# SHORT PROBLEM:
Count the lines in the entries below that contain the string "rear", treating uppercase and lowercase letters as different. Reply with only the number.

-- START DATA ROWS --

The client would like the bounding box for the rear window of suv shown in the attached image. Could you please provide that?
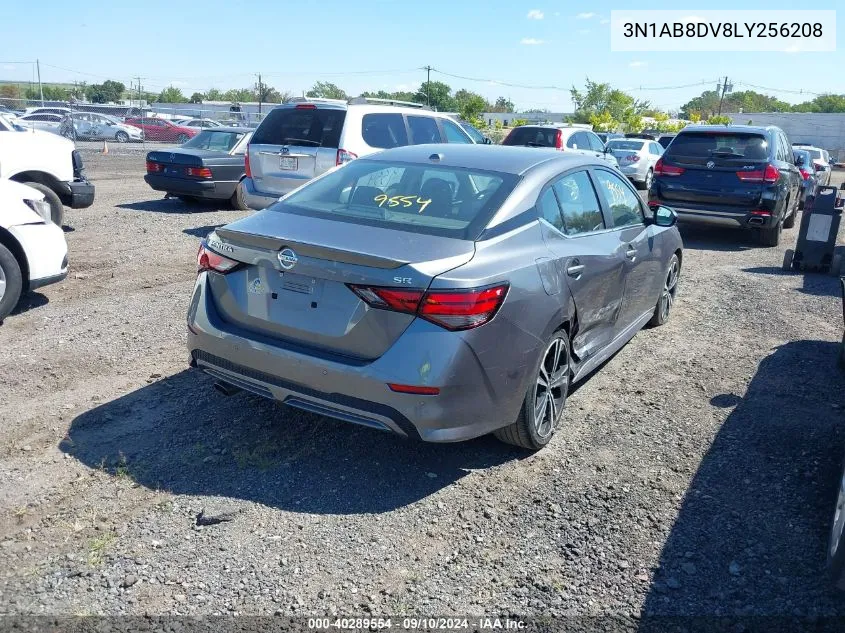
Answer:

-- END DATA ROWS --
-- START DATA ROWS --

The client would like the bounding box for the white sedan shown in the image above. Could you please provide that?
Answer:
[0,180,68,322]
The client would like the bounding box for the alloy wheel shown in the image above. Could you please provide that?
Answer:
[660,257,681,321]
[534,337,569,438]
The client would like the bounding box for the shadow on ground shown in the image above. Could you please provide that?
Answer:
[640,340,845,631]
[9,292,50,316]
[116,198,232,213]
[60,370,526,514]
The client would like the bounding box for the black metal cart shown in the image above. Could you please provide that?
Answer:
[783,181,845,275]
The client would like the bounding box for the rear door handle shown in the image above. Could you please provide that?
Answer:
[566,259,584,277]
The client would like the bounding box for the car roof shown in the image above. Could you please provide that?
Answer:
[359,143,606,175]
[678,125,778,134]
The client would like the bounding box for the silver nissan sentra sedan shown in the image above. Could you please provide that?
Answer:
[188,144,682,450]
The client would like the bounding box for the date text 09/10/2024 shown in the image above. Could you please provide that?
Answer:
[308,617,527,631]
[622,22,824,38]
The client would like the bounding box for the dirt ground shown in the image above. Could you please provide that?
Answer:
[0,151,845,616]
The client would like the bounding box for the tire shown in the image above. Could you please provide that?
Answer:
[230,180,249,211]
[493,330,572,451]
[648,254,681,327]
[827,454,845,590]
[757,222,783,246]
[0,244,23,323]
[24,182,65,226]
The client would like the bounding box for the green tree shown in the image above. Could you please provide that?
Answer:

-- END DATA ROWS --
-- START DATA ROWS --

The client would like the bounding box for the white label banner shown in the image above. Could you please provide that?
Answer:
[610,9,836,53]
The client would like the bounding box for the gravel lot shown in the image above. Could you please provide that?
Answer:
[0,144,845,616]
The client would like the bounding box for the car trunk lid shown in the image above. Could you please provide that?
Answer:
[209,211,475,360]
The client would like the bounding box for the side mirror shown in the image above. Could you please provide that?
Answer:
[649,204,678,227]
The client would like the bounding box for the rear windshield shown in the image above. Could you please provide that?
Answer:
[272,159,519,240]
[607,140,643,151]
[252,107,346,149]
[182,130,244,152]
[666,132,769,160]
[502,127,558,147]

-- END DATA ROWS --

# SOLUTION TO THE PROBLEM:
3